*Data to use*.
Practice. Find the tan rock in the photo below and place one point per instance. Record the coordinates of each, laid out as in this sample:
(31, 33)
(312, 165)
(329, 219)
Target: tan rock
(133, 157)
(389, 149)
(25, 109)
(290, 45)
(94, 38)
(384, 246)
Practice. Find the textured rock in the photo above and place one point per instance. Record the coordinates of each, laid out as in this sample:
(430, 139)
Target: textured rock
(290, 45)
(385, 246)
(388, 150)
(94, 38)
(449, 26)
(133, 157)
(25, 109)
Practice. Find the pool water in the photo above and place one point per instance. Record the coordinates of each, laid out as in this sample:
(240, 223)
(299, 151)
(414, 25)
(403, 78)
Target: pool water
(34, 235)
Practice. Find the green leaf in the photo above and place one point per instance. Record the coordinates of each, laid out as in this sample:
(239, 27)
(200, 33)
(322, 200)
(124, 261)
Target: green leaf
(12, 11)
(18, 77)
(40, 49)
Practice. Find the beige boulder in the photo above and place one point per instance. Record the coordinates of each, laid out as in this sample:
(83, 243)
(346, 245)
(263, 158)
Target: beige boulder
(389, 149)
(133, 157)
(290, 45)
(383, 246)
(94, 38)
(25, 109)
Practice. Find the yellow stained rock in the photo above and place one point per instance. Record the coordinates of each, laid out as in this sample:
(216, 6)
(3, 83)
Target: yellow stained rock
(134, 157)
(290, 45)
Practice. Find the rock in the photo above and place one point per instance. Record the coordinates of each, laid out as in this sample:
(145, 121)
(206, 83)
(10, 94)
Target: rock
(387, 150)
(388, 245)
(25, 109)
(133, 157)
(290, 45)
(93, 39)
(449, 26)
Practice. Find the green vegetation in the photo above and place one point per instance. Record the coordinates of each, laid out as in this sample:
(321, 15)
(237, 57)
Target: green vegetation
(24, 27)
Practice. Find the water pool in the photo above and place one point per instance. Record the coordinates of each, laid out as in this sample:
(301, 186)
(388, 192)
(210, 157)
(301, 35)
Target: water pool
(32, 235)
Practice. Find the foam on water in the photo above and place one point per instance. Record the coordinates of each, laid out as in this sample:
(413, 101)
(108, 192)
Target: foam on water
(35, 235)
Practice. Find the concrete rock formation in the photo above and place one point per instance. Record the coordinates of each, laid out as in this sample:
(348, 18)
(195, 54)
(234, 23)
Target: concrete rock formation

*Problem*. Retype every line of the data above exactly.

*Result of the task*.
Practice. Find the tan rock in the photo below and place one point per instance. Record the coordinates of each, laid out as in this sample:
(31, 33)
(312, 165)
(329, 219)
Target: tan rock
(133, 157)
(389, 149)
(25, 109)
(290, 45)
(94, 38)
(384, 246)
Practice. Find the textured rock in the photo above and place one point per instance. Record the coordinates of each, laid out as in this sample:
(430, 139)
Target: textured rock
(290, 45)
(385, 246)
(388, 150)
(94, 38)
(449, 26)
(133, 157)
(25, 109)
Practice. Find the pool water in the photo above and place one point per instance. Record the coordinates of each, laid out as in this sample:
(240, 223)
(299, 151)
(414, 25)
(403, 78)
Target: pool water
(34, 235)
Practice. Find the green leaf in the photo above and place one point per instance. Record the coordinates of each, laid out as in this sample:
(239, 27)
(200, 33)
(322, 200)
(124, 261)
Target: green leaf
(12, 11)
(18, 77)
(40, 49)
Practice. Find the beige boulder in the photo above and place one point per instance. Record the coordinates of each, laid out as in this sample:
(83, 243)
(346, 245)
(263, 158)
Target: beige boulder
(389, 149)
(133, 157)
(290, 45)
(383, 246)
(94, 38)
(25, 109)
Practice. Find the yellow stained rock in the photo above and place one point per instance. Record the coordinates of each, laid out as in this sample:
(216, 6)
(3, 83)
Target: yellow stained rock
(134, 157)
(290, 45)
Practice. Find the rock in the photo above and place one point per instance. Record the coordinates of each, laid out as in this sample:
(145, 121)
(206, 83)
(10, 94)
Target: rock
(387, 150)
(388, 245)
(25, 109)
(133, 157)
(290, 45)
(93, 39)
(449, 26)
Practice. Find the green vegetation in the photo above and place one point per instance. Record the coordinates of each, laid out as in this sample:
(321, 15)
(237, 57)
Target: green vegetation
(24, 27)
Practice. Find the water pool in the photo above and place one point per instance. Record the coordinates of each, laid out as in this sample:
(301, 186)
(388, 192)
(210, 157)
(301, 35)
Target: water pool
(32, 235)
Practice. Find the foam on water in the photo above and place one point per instance. Record the coordinates of each, laid out as in this sample:
(413, 101)
(108, 192)
Target: foam on water
(35, 235)
Practice. Find the concrete rock formation in the photo above and place one point per instance. Record the coordinates of each, laid out as in this sample:
(348, 18)
(195, 54)
(234, 23)
Target: concrete rock formation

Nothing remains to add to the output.